SUPPLIED TEXT:
● ● ●

# Smoked Salmon



## OldSmoke (Dec 7, 2021)

I did another test smoke this morning with the PID and convection fan modification on my propane smoker. Using Costco frozen salmon, just a simple soy sauce, apple juice brine for four hours, over night uncovered, and about four hours smoking over a blend of hickory then apple, with a light basting of maple syrup. The white in the photo was where the probe was inserted.








It is my best batch to date. Mrs Smoke was amazed at how moist it is. It was hard to stop sampling. I served it on sourdough crisps with cream cheese. And champagne.







I am sold on both of the modifications. I am convinced the convection fan is a game changer.


----------



## jcam222 (Dec 7, 2021)

Looks mouthwatering!! I’d love some.


----------



## TNJAKE (Dec 7, 2021)

Man that looks amazing. Pour me up 6 glasses of champagne and I'll take care of the leftover salmon!


----------



## cmayna (Dec 7, 2021)

El-Yummo!


----------



## gmc2003 (Dec 7, 2021)

Looks mighty fine to me. Jake can have my champagne I'll take the salmon.

Chris


----------



## DougE (Dec 7, 2021)

Dang, that's some awesome looking salmon.


----------



## bauchjw (Dec 7, 2021)

Perfect looking Salmon! Man my mouth is watering!


----------



## Bearcarver (Dec 8, 2021)

Great Looking Salmon!!
Haven't had for awhile!
Like.

Bear


----------



## uncle eddie (Dec 8, 2021)

Awesome stuff!  It looks delicious on this side of the screen.

What does the added fan do for you?  Eliminate hot spots?

FWIW - My wife likes smoked salmon so much she has figured out how to use my MES40.


----------



## SmokinAl (Dec 8, 2021)

I’m not a fan of Champagne, but a glass of Johnny Black would really go good with your salmon!
It really looks delicious!
Al


----------



## OldSmoke (Dec 8, 2021)

uncle eddie said:


> What does the added fan do for you? Eliminate hot spots?









Thanks for the like! The convection fan does even out the temps in the cabinet and helps distribute the smoke. In these cabinets, the smoke tends to follow up the back wall and out the rear vent.

I am guessing that the fan may also improve bark formation. I am going to test that idea tonight on a ribeye.

I also think it will help jerky dry more evenly. I’ll be testing that this weekend.


----------



## crazymoon (Dec 8, 2021)

OS, Looks delicious !


----------



## Cody_Mack (Dec 8, 2021)

Beautiful! Smoked at what temp?

Rick


----------



## OldSmoke (Dec 8, 2021)

Cody_Mack said:


> Beautiful! Smoked at what temp?
> 
> Rick



I ramped from 100* to 200* in four steps.


----------

● ● ●

SUPPLIED INFORMATION:

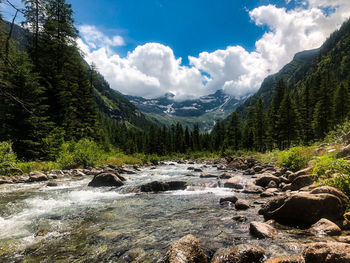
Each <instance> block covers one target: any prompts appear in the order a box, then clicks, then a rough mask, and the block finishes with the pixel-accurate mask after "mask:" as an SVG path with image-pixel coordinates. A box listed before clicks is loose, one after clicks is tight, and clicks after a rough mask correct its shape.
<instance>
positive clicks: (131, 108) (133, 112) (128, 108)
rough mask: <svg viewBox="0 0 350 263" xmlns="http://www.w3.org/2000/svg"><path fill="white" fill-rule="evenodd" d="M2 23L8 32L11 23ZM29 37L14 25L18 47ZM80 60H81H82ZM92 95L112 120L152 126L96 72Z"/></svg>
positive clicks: (123, 97)
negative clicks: (110, 86) (93, 94)
mask: <svg viewBox="0 0 350 263" xmlns="http://www.w3.org/2000/svg"><path fill="white" fill-rule="evenodd" d="M4 22H5V31H6V32H9V30H10V27H11V23H10V22H7V21H4ZM29 36H30V33H29V32H28V31H27V30H25V29H24V28H22V27H21V26H19V25H16V24H14V28H13V32H12V38H13V39H14V40H15V41H16V42H17V46H18V47H22V48H24V47H25V46H26V45H27V40H28V38H29ZM81 59H82V60H83V58H81ZM84 64H85V65H86V66H87V67H88V66H89V65H88V64H87V63H86V62H84ZM93 93H94V99H95V103H96V105H97V108H98V111H99V112H100V113H103V114H104V115H106V116H108V117H109V118H111V119H112V120H116V121H119V122H125V123H127V124H128V126H130V127H134V128H138V129H145V128H149V127H150V126H151V125H152V124H153V123H152V122H151V121H150V120H148V119H147V118H146V116H145V115H144V114H142V113H141V112H140V111H139V110H138V109H137V108H136V107H135V105H134V104H132V103H131V102H130V101H129V100H128V99H127V98H125V97H124V96H123V95H122V94H121V93H119V92H117V91H115V90H113V89H111V88H110V86H109V84H108V82H107V81H106V80H105V79H104V78H103V76H102V75H101V74H99V73H98V72H96V74H95V76H94V80H93Z"/></svg>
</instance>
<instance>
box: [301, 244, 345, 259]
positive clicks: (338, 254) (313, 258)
mask: <svg viewBox="0 0 350 263" xmlns="http://www.w3.org/2000/svg"><path fill="white" fill-rule="evenodd" d="M349 262H350V245H349V244H345V243H340V242H327V243H325V242H317V243H311V244H309V245H307V247H306V248H305V249H304V250H303V252H302V254H301V259H300V263H349Z"/></svg>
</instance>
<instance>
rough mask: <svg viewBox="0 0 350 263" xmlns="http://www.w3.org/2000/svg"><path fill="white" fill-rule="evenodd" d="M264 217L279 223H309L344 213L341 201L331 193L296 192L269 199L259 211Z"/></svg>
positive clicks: (300, 224) (313, 223)
mask: <svg viewBox="0 0 350 263" xmlns="http://www.w3.org/2000/svg"><path fill="white" fill-rule="evenodd" d="M259 213H260V214H262V215H264V218H265V219H275V220H276V221H277V222H280V223H287V224H293V225H311V224H314V223H316V222H317V221H318V220H320V219H321V218H327V219H330V220H333V221H336V220H338V219H341V218H342V216H343V214H344V206H343V204H342V201H341V200H340V199H339V198H338V197H337V196H335V195H332V194H309V193H297V194H294V195H290V196H288V195H285V196H281V197H277V198H273V199H271V200H270V201H269V202H267V203H266V204H265V205H263V206H262V208H261V209H260V211H259Z"/></svg>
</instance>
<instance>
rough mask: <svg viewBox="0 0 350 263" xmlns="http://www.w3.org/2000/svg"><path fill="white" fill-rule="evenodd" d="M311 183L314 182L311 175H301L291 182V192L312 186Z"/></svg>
mask: <svg viewBox="0 0 350 263" xmlns="http://www.w3.org/2000/svg"><path fill="white" fill-rule="evenodd" d="M313 182H314V180H313V178H312V176H311V175H301V176H299V177H297V178H295V179H294V180H293V182H292V186H291V190H292V191H296V190H299V189H301V188H303V187H305V186H309V185H312V184H313Z"/></svg>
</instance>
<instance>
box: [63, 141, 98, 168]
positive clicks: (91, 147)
mask: <svg viewBox="0 0 350 263" xmlns="http://www.w3.org/2000/svg"><path fill="white" fill-rule="evenodd" d="M101 157H102V150H101V149H100V148H99V147H98V145H97V144H96V143H95V142H94V141H92V140H90V139H81V140H80V141H78V142H74V141H71V142H65V143H63V144H62V146H61V151H60V153H59V156H58V159H57V162H58V164H59V165H60V167H61V168H64V169H70V168H76V167H79V166H82V167H84V168H87V167H89V166H94V165H95V164H96V162H97V161H98V160H100V159H101Z"/></svg>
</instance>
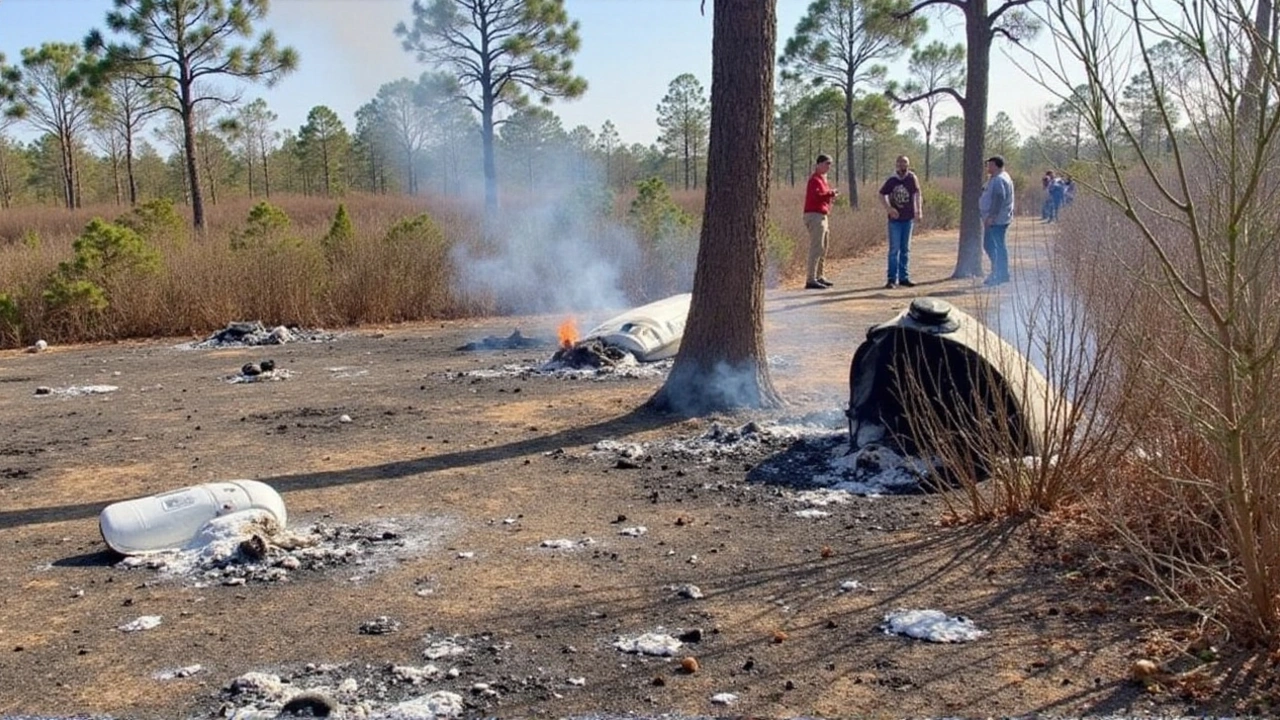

● ● ●

TASK REQUIREMENTS:
1. According to the smoked salmon thread above, how long was the salmon smoked?
2. Translate this sentence from the smoked salmon thread into Spanish: "In these cabinets, the smoke tends to follow up the back wall and out the rear vent."
3. Reproduce the part of the smoked salmon thread that opens with the words containing "I am sold on" and closes with "I’d love some.".

ANSWERS BY ITEM NUMBER:
1. About four hours.

2. En estos gabinetes, el humo tiende a subir por la pared trasera y salir por la ventilación posterior.

3.
I am sold on both of the modifications. I am convinced the convection fan is a game changer.


----------



## jcam222 (Dec 7, 2021)

Looks mouthwatering!! I’d love some.